• _TASK GOAL_: Your copy should contain exactly the lines from the one that holds "of the weathered" through the end of the material, reproduced as written, with no pictures.

--- BEGIN DATASET ---

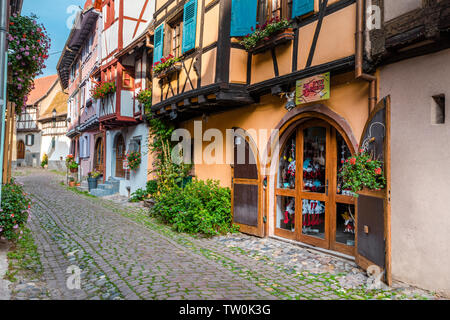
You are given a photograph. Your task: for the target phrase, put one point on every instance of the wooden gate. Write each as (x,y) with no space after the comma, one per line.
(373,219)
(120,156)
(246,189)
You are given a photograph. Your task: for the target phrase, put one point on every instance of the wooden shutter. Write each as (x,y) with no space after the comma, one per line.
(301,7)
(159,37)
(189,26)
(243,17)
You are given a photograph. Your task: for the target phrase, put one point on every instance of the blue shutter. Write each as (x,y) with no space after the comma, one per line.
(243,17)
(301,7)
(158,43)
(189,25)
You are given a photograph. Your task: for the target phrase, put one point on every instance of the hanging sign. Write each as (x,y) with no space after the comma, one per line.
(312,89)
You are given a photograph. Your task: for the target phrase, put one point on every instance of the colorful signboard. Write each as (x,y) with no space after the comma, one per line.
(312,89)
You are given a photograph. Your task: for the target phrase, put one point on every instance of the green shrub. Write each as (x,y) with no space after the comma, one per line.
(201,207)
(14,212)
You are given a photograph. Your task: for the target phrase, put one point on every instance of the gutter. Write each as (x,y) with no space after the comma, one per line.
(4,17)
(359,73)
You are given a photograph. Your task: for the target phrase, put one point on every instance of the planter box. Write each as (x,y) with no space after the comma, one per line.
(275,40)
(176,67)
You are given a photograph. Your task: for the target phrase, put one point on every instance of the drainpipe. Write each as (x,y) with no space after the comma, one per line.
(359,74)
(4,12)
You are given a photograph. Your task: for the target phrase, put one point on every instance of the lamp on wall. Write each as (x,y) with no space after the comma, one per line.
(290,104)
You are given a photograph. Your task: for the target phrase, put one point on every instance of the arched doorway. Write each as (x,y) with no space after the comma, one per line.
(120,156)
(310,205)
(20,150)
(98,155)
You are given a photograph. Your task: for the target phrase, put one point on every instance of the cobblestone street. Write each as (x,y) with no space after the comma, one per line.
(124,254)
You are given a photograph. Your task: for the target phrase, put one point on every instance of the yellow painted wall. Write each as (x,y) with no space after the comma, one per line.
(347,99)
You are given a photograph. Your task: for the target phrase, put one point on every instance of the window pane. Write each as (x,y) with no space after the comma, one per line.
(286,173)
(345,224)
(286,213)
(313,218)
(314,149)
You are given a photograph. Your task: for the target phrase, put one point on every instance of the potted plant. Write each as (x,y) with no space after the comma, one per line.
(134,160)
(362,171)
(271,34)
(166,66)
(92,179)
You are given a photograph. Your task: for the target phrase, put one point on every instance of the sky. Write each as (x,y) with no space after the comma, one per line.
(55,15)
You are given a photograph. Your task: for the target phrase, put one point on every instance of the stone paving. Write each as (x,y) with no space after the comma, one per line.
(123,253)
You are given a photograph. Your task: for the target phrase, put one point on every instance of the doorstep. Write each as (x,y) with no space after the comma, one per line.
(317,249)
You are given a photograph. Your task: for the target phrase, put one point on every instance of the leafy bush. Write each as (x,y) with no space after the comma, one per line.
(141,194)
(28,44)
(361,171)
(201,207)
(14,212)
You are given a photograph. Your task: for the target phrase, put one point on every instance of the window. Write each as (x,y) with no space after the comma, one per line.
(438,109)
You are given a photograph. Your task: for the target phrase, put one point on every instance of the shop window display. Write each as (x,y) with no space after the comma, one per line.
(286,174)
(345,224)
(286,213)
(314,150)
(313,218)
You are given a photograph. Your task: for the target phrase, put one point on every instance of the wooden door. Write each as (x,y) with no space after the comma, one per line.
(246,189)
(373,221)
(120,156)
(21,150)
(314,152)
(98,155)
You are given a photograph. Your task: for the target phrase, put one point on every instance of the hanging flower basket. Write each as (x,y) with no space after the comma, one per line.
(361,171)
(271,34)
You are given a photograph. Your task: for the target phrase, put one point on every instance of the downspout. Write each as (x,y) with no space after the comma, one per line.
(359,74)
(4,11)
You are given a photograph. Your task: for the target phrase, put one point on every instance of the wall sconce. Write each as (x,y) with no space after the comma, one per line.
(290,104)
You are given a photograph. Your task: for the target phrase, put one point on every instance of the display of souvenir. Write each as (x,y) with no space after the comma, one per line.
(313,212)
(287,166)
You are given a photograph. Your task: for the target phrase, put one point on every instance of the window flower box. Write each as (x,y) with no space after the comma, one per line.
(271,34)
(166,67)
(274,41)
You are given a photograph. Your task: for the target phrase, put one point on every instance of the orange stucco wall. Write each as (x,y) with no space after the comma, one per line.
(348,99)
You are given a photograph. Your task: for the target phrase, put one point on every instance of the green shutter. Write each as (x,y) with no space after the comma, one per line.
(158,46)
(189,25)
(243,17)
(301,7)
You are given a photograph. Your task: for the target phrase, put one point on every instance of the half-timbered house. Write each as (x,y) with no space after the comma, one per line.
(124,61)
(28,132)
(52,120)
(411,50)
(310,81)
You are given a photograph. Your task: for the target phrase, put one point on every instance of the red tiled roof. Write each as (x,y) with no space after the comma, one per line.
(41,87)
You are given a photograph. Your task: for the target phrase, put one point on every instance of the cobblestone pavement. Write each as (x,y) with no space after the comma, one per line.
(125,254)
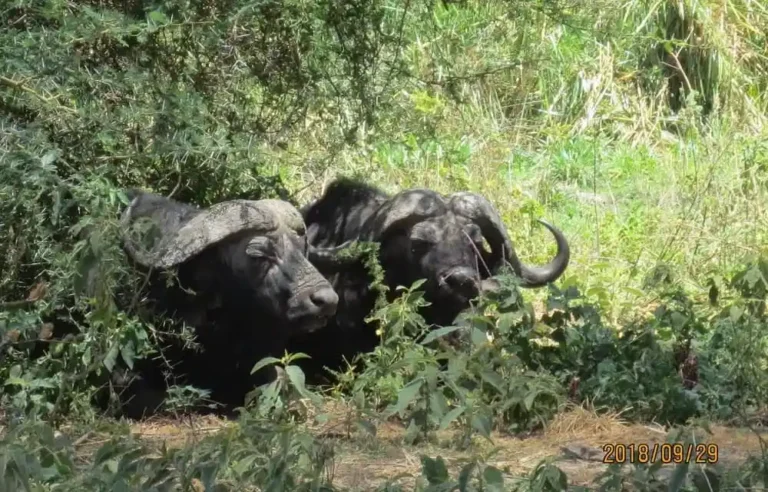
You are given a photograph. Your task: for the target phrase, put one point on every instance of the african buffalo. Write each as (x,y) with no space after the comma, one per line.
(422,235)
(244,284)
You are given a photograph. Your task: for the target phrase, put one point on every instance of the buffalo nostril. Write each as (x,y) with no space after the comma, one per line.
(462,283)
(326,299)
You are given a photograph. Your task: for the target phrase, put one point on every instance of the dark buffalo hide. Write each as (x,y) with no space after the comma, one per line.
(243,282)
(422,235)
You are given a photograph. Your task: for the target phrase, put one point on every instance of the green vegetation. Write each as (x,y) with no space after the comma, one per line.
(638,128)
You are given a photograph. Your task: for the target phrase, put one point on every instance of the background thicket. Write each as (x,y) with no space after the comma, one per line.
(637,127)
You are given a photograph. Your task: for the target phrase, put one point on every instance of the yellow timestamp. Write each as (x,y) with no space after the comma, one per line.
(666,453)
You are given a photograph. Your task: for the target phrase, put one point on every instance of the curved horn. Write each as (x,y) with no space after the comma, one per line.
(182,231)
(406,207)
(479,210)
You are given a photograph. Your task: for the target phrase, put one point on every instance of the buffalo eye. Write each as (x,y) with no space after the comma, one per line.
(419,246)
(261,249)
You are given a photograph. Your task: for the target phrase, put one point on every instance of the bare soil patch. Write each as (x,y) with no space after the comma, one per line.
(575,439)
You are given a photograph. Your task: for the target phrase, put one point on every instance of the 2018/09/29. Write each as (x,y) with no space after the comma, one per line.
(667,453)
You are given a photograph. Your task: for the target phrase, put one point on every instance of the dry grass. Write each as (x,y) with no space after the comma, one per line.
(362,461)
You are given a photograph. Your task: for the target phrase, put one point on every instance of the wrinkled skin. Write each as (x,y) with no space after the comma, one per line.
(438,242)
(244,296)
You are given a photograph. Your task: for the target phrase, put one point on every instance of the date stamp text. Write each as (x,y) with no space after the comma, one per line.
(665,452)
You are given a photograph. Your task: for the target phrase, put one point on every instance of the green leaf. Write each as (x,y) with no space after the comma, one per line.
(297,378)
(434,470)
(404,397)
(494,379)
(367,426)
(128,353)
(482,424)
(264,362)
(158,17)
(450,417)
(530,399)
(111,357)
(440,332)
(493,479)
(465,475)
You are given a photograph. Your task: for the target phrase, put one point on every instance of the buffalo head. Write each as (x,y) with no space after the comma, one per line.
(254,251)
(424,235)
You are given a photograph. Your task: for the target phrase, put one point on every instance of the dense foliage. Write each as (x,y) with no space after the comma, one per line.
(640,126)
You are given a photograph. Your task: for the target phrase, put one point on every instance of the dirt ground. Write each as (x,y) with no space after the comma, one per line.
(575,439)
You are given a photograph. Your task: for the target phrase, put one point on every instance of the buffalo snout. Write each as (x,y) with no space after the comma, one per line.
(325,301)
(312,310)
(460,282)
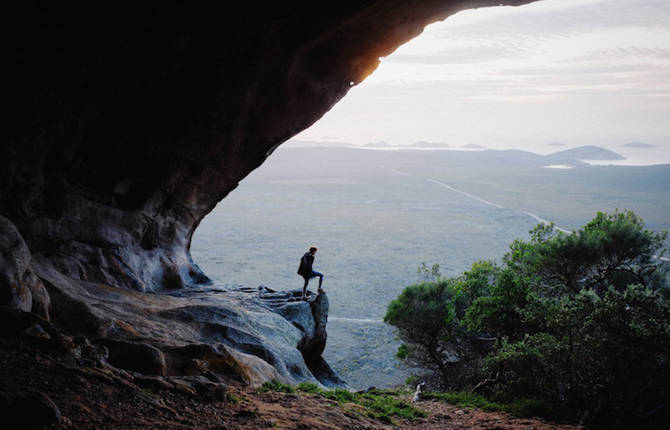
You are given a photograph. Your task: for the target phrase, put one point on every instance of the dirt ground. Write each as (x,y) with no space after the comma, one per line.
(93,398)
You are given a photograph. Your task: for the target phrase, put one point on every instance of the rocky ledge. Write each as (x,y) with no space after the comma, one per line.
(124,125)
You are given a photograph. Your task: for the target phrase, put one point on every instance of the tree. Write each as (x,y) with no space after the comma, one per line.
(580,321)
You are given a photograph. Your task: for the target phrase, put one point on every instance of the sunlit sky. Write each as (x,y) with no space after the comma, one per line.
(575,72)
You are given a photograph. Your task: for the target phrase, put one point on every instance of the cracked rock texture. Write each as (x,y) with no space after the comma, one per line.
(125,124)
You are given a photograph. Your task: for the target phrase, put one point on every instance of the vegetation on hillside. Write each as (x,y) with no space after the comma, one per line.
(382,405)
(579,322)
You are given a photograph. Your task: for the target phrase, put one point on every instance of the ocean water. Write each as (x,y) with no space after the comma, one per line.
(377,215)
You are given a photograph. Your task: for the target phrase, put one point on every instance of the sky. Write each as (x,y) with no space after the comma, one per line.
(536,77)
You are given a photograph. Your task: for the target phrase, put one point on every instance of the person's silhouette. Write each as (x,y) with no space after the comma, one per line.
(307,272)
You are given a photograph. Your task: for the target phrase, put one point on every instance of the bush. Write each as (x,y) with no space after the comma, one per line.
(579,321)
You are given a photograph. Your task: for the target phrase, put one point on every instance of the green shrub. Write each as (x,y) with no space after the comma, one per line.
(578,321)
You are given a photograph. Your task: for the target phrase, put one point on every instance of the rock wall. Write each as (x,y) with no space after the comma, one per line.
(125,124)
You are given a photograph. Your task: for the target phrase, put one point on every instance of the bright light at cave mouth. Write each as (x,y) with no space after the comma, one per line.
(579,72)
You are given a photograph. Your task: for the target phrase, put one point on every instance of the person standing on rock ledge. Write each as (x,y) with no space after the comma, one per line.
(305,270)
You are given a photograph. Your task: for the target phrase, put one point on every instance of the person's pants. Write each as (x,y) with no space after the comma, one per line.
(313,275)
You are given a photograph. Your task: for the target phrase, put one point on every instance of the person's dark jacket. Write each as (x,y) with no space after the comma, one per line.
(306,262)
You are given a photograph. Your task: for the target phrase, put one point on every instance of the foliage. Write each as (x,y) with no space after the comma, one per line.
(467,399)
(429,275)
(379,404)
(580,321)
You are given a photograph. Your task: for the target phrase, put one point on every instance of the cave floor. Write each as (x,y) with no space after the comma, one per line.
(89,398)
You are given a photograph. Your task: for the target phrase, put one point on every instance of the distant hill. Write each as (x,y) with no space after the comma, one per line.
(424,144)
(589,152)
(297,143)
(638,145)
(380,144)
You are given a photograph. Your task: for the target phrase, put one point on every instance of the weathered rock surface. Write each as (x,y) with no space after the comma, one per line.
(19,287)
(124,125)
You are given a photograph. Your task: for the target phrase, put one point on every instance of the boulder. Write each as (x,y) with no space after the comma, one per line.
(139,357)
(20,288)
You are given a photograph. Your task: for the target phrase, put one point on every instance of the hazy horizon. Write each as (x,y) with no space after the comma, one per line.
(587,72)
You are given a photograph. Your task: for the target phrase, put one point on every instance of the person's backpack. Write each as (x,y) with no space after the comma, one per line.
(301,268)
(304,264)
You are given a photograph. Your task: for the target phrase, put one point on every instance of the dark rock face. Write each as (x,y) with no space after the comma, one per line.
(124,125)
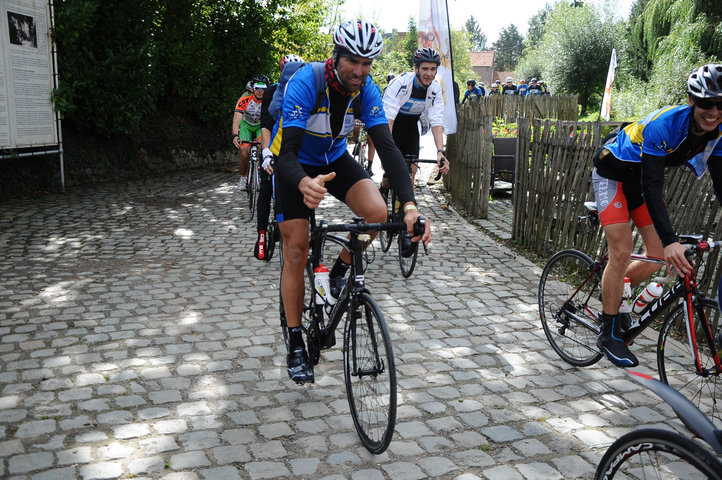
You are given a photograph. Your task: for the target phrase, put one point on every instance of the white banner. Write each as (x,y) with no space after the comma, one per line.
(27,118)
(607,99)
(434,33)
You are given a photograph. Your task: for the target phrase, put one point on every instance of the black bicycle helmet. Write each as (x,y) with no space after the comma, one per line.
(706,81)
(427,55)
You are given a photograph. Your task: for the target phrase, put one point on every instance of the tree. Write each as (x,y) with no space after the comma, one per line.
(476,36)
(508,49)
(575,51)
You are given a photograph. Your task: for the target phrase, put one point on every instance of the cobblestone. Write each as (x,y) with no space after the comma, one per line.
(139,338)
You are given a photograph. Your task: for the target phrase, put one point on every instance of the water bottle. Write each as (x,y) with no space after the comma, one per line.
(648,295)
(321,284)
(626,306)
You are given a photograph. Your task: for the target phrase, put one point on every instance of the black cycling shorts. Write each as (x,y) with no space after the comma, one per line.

--- END DATASET ---

• _SOLUTION TO THIS EXERCISE_:
You are given a photograph. Your task: for the target phrase, put one point on every instance of the weathered rock surface. Write each as (x,y) with no space after the comma, one per line.
(19,287)
(124,125)
You are given a photograph. Your task: for the target phrase, put one point on every instance of the boulder. Write each as (x,y) with no space after the comma, one per line.
(139,357)
(20,288)
You are given a photograph. Your task: for the target phrase, put one point on every instance of the hazy horizon. Write each as (x,y) with no space after the comma, one per line.
(587,72)
You are given a photograph. Your task: for the target phrase, put one point on every instance of the person's backpack. Write each as (x,y) with no space after the comma, one per line.
(301,268)
(304,264)
You are given a photograph. Your task: for the target phrase, put one point on every instance of the dark rock face. Write each as (x,y) with no space after the comma, one per line.
(124,125)
You are given a photograph. Your task: for the target phrase, put one point on every instance of the white banner. Write each as (x,y) with no space after the comma, one per line.
(27,118)
(607,99)
(434,33)
You are given a photograph. Your task: for the target phrase, put one point on every instance of the black bicycle helmet. Write each as (x,y) with no space after the comma, one per line.
(706,81)
(427,55)
You are given a photograph. Your task: for the target phrase, put one point on every instance of the tree. Write each as (x,y) with no space after the comma, one per line.
(476,36)
(508,49)
(575,51)
You are given a photograph. Your task: for the target phrase, put one point on every instance of the cobblestone. Write each as (x,y) with no space after the comma, one per line.
(139,338)
You are given a photograph. Your task: for the target phrase, put one point on every instance of the water bottle. Write each as (x,y) with no space after the comma, one per line.
(648,295)
(321,284)
(626,306)
You are given a photograph. Your task: for the target phrase, put one point on every instance of the black cycling shorts. Write each as (x,y) with no space after the comma, one per line.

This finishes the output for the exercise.